Registros de un conjunto de datos:
++++

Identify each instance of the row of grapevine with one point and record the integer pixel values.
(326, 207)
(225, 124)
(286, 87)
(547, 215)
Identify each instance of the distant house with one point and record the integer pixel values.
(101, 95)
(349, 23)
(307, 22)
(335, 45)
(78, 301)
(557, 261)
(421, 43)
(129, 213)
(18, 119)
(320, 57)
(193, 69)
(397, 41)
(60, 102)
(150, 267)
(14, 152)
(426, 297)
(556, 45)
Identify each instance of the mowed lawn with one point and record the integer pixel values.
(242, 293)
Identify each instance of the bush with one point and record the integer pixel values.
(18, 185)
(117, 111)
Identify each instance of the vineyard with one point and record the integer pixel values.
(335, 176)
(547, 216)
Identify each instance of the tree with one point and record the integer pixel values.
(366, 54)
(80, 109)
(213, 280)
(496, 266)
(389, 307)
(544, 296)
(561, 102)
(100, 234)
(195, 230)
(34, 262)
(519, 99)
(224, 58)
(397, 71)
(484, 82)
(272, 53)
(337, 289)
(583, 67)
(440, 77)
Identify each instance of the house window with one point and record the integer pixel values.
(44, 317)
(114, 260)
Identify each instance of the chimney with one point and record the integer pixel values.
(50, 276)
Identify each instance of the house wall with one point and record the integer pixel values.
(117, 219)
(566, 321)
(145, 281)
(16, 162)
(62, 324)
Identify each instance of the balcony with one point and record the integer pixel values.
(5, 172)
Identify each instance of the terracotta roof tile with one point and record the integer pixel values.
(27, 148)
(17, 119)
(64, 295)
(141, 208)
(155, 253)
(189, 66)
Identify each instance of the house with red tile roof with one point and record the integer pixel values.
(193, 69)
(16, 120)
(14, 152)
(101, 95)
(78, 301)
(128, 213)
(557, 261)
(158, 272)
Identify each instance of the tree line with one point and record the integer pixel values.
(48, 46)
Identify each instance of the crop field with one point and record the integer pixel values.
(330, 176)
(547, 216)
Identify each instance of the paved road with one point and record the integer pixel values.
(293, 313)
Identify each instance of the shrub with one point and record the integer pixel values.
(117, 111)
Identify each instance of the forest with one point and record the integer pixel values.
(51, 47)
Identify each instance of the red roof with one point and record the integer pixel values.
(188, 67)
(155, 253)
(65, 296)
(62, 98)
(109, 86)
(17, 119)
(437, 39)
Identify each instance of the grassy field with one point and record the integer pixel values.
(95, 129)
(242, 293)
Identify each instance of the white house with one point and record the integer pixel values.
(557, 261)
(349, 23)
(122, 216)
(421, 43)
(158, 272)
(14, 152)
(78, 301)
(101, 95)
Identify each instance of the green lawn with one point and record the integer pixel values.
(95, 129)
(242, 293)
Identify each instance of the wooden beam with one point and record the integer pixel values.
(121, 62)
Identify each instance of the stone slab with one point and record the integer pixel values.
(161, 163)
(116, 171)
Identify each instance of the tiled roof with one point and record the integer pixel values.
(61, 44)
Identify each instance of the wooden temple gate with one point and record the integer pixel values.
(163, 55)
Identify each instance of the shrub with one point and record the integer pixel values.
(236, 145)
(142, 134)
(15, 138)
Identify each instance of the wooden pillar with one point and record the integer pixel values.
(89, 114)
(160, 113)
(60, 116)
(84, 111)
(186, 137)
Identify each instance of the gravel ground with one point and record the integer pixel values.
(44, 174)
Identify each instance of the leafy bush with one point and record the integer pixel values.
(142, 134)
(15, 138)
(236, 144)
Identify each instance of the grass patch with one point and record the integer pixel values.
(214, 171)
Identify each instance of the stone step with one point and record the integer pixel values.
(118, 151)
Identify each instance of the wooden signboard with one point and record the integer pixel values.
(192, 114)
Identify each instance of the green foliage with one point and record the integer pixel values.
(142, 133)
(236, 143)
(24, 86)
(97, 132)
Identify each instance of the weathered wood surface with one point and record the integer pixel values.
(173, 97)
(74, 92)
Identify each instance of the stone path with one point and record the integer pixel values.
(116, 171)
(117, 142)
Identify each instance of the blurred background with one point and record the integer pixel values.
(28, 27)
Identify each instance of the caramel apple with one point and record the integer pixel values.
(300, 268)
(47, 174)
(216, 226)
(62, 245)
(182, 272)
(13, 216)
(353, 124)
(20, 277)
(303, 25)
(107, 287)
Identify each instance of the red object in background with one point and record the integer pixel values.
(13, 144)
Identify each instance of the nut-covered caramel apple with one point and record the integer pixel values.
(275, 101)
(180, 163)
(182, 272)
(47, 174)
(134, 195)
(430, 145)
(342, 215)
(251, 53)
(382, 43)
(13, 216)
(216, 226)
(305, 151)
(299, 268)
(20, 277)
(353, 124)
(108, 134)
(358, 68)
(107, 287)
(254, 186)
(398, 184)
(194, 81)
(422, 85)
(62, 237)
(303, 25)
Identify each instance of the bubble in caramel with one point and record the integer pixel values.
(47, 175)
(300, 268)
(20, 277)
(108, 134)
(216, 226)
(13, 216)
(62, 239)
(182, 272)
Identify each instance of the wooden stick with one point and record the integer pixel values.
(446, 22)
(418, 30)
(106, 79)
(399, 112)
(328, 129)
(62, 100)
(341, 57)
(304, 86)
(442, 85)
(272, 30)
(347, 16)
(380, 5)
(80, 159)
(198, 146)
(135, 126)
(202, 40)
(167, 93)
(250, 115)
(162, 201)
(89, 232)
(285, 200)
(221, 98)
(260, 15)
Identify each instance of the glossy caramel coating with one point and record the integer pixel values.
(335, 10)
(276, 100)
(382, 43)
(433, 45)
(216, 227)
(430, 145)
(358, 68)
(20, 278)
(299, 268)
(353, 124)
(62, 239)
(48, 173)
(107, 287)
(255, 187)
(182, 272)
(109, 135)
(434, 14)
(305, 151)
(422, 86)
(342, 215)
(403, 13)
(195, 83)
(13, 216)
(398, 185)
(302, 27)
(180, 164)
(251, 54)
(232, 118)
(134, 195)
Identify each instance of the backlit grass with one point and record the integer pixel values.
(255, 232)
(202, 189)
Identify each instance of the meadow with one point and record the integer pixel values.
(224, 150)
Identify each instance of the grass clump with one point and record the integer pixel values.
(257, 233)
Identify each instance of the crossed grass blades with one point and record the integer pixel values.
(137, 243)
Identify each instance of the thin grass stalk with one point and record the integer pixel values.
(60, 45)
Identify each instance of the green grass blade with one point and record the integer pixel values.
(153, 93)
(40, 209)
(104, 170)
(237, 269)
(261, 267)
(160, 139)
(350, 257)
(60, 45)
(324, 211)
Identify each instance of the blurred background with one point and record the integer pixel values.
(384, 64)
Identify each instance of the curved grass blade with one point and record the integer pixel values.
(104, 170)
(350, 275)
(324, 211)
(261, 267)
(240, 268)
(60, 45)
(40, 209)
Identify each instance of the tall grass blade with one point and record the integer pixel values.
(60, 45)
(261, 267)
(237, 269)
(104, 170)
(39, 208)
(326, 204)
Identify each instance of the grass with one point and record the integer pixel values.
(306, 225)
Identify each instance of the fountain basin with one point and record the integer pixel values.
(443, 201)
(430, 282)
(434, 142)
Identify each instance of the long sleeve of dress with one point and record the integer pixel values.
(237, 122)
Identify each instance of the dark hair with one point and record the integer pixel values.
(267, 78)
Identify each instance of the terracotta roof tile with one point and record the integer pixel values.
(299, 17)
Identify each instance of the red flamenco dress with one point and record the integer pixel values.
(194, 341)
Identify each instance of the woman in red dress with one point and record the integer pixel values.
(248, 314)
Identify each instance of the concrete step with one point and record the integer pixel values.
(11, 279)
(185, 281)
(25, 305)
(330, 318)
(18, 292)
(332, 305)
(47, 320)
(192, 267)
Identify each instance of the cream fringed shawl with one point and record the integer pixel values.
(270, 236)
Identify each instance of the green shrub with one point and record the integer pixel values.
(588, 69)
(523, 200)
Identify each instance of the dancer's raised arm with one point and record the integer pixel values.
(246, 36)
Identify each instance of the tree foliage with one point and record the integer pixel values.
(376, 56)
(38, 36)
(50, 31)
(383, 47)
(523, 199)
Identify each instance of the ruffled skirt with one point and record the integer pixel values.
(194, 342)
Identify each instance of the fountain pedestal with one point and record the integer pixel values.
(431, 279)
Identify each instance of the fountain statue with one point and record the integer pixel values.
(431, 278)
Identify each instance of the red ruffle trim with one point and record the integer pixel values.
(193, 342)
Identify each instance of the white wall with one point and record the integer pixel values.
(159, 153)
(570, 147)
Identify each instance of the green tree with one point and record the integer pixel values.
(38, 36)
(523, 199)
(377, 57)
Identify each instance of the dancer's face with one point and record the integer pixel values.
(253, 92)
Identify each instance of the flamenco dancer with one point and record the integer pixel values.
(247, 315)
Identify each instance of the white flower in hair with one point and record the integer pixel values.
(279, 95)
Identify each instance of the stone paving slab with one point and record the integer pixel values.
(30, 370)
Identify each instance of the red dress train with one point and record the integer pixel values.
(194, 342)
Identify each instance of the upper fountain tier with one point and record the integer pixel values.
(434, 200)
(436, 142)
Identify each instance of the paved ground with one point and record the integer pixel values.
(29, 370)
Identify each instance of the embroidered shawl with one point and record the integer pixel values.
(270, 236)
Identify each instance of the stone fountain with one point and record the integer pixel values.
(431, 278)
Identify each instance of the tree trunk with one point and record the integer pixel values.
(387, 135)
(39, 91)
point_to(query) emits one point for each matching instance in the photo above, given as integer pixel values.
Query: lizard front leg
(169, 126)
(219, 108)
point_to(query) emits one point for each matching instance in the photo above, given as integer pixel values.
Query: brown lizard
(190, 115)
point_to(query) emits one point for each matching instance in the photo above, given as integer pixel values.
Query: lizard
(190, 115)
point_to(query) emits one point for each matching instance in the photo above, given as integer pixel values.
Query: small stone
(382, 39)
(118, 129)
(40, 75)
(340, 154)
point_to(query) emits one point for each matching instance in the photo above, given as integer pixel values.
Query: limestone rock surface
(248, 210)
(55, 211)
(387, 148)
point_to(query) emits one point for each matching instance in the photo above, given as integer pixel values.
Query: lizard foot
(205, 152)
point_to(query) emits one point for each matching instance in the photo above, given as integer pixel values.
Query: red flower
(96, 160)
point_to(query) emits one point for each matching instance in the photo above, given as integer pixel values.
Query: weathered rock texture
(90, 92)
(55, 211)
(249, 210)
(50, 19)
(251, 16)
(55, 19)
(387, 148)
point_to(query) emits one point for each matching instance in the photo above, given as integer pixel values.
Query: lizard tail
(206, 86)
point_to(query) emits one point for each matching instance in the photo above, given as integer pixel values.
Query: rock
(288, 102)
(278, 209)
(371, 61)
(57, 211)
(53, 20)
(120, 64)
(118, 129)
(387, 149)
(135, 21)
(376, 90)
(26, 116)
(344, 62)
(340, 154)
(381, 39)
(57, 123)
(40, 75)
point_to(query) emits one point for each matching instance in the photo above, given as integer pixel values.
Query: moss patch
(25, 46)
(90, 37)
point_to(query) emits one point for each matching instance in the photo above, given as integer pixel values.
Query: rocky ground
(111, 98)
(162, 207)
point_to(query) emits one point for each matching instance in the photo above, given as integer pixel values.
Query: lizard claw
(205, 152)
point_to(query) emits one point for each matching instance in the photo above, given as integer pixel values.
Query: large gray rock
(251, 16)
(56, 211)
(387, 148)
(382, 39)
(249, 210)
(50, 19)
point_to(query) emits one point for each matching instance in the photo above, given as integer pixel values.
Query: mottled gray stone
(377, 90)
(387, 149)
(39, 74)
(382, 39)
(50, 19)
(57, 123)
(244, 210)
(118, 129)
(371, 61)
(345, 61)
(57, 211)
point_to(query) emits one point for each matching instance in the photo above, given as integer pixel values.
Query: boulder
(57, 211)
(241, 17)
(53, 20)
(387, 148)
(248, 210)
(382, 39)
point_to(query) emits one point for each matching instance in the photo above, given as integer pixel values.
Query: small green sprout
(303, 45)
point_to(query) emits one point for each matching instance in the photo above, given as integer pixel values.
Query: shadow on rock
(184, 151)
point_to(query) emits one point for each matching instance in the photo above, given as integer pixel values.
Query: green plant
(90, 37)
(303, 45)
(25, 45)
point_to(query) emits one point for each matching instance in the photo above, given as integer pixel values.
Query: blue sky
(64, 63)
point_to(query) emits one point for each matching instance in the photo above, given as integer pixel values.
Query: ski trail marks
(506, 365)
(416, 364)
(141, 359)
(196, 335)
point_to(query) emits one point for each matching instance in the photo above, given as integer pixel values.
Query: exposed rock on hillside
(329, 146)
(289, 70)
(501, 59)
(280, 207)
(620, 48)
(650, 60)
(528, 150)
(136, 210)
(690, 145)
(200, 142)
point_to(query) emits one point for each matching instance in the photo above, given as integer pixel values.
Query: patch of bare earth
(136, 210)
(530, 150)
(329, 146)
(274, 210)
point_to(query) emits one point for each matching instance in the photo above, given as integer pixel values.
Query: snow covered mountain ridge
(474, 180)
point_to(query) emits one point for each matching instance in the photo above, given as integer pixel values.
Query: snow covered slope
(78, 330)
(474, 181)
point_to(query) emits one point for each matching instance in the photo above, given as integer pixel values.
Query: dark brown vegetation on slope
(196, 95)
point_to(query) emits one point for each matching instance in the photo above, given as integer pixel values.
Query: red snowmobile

++++

• Tu objetivo
Reúne todas las líneas del material anterior que contengan la palabra "wall".

• Resultado del ejercicio
Identify each instance of the house wall with one point and record the integer pixel values.
Identify each instance of the white wall with one point and record the integer pixel values.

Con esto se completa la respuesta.